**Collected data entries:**
=== Begin Enclosure ===
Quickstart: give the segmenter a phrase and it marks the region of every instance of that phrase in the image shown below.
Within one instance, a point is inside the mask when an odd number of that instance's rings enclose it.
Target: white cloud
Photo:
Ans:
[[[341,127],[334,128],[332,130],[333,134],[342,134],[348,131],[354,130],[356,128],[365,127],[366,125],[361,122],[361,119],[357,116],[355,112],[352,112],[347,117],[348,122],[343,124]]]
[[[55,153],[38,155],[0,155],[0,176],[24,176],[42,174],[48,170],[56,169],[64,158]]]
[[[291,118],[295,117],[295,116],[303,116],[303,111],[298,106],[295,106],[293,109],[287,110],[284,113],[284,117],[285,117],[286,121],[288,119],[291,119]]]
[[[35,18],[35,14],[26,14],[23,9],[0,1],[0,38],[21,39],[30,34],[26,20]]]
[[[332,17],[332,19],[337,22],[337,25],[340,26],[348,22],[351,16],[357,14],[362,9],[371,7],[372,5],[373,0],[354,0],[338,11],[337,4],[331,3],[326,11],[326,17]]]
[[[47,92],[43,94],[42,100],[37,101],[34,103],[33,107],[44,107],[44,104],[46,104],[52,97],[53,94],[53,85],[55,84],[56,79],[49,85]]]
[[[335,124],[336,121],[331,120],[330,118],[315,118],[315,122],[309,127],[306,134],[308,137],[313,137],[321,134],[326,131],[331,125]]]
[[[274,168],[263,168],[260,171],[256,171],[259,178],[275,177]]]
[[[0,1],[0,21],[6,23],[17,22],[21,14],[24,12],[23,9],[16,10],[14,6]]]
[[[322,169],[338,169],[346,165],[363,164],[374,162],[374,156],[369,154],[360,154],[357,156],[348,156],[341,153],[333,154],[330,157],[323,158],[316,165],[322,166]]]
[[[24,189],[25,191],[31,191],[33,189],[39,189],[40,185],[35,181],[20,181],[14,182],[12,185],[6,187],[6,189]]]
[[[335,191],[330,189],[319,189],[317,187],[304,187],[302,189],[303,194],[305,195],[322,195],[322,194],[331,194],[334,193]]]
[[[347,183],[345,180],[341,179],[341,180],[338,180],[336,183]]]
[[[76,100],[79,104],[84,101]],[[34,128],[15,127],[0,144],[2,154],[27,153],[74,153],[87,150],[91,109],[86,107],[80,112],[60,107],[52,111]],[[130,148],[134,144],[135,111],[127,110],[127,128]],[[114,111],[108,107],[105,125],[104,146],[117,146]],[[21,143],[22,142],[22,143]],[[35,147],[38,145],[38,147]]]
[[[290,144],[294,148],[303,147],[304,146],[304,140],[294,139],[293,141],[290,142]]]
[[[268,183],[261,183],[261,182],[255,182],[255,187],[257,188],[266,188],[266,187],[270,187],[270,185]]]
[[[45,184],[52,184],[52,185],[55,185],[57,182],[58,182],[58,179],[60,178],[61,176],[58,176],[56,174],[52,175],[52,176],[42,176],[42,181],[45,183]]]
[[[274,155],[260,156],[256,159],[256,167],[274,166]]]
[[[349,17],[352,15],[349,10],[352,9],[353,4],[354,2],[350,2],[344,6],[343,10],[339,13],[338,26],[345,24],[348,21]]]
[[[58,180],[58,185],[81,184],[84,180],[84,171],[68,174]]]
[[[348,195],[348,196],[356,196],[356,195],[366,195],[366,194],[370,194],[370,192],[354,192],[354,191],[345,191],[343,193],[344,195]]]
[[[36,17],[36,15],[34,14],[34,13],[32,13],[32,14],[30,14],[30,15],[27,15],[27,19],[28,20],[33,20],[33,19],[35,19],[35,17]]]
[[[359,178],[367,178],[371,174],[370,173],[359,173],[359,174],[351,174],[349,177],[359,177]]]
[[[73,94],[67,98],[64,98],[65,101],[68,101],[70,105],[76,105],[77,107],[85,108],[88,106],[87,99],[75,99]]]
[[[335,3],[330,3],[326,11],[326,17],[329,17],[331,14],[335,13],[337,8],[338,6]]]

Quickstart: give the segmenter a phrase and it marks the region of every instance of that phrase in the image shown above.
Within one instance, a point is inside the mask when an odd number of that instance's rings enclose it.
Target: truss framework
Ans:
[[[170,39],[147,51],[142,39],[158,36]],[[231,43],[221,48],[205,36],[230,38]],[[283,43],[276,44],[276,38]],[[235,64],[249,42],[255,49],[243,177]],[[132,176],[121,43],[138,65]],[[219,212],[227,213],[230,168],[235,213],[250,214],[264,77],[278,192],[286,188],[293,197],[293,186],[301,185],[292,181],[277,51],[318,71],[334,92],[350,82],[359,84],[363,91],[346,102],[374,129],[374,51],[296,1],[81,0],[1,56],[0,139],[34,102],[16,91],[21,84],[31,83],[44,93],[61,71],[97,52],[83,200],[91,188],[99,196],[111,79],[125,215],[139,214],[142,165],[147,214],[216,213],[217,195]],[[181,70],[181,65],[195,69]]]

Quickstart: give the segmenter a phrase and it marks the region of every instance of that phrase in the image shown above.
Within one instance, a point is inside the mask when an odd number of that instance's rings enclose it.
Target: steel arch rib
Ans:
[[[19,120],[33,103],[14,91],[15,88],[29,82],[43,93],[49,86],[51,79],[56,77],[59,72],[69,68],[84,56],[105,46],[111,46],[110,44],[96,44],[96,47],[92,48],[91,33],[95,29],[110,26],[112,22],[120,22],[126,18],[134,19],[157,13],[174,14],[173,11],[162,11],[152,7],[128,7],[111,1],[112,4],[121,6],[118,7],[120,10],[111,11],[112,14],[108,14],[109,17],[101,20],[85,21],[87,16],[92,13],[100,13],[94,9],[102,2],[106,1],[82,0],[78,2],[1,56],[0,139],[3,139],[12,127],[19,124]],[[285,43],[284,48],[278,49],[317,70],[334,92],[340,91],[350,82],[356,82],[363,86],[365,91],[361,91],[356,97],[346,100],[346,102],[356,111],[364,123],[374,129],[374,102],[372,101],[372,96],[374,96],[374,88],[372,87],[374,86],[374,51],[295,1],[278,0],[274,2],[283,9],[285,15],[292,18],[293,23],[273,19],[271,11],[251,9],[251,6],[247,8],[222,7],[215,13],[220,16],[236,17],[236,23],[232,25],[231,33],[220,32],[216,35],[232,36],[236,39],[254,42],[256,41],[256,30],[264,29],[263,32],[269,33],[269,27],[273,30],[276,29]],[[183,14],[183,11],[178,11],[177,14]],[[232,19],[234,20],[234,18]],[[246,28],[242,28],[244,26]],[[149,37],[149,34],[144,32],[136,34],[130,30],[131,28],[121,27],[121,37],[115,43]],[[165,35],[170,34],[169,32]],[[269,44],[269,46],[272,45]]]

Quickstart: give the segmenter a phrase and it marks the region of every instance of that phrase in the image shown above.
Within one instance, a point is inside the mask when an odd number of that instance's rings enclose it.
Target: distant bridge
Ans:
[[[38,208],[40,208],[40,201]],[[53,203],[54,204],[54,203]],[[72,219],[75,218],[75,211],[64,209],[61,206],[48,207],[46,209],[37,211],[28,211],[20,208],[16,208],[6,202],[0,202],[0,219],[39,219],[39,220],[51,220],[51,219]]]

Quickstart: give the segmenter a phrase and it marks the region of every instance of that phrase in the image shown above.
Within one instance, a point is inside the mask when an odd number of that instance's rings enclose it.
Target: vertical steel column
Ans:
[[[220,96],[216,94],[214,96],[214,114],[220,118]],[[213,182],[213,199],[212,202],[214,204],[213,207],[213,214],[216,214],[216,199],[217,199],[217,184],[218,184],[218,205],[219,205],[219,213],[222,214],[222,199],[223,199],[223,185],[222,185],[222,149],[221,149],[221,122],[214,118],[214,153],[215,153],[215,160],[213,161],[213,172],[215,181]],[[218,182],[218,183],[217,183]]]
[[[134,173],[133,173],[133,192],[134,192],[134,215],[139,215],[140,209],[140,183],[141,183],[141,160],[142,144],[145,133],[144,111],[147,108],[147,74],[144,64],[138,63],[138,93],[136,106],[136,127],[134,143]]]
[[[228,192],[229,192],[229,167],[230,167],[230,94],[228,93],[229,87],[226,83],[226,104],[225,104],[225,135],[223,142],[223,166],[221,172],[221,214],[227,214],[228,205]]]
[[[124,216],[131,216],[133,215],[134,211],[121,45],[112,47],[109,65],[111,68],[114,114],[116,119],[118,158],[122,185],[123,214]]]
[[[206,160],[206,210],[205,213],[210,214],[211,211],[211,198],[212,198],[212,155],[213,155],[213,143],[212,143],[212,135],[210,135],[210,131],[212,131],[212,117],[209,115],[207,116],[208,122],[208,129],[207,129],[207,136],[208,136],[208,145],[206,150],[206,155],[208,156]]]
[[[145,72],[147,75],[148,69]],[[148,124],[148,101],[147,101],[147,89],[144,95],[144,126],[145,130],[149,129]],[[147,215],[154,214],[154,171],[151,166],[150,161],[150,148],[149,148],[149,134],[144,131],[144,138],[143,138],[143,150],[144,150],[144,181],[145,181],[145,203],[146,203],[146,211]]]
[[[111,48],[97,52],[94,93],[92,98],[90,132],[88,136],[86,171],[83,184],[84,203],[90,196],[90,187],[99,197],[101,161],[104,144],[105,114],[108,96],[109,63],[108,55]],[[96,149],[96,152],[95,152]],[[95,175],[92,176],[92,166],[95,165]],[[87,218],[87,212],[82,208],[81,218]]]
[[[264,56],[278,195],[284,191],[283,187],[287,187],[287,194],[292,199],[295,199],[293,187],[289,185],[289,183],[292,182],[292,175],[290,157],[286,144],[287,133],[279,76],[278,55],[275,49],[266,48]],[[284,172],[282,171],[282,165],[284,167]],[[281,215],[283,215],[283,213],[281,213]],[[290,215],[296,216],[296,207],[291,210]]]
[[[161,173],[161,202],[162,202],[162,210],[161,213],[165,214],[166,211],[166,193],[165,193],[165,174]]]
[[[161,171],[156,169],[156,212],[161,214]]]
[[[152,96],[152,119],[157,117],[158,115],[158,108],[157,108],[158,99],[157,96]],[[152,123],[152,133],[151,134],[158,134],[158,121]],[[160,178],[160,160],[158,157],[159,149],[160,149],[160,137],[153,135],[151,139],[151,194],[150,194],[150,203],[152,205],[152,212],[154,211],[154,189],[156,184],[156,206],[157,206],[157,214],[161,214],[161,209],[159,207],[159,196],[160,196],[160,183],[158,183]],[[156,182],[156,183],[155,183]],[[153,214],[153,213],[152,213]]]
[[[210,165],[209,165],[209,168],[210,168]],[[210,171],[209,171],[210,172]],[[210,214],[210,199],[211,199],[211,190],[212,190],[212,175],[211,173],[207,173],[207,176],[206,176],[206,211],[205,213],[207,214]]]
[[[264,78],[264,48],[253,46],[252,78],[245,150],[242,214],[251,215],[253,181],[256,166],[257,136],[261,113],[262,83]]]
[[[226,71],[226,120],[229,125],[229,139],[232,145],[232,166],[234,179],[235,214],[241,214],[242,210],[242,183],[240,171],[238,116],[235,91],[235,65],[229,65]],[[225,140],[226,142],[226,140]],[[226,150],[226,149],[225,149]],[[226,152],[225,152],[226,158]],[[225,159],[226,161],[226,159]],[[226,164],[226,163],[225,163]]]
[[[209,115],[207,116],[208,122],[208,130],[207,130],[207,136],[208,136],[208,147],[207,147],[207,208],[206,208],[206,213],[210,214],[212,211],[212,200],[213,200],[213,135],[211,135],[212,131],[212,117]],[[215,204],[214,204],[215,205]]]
=== End Enclosure ===
**Task statement:**
Please find, in the entries above, every line where "Target" occurs, and copy it.

**Expected answer:**
Target: white cloud
Target: truss framework
Target: steel arch rib
Target: distant bridge
Target: vertical steel column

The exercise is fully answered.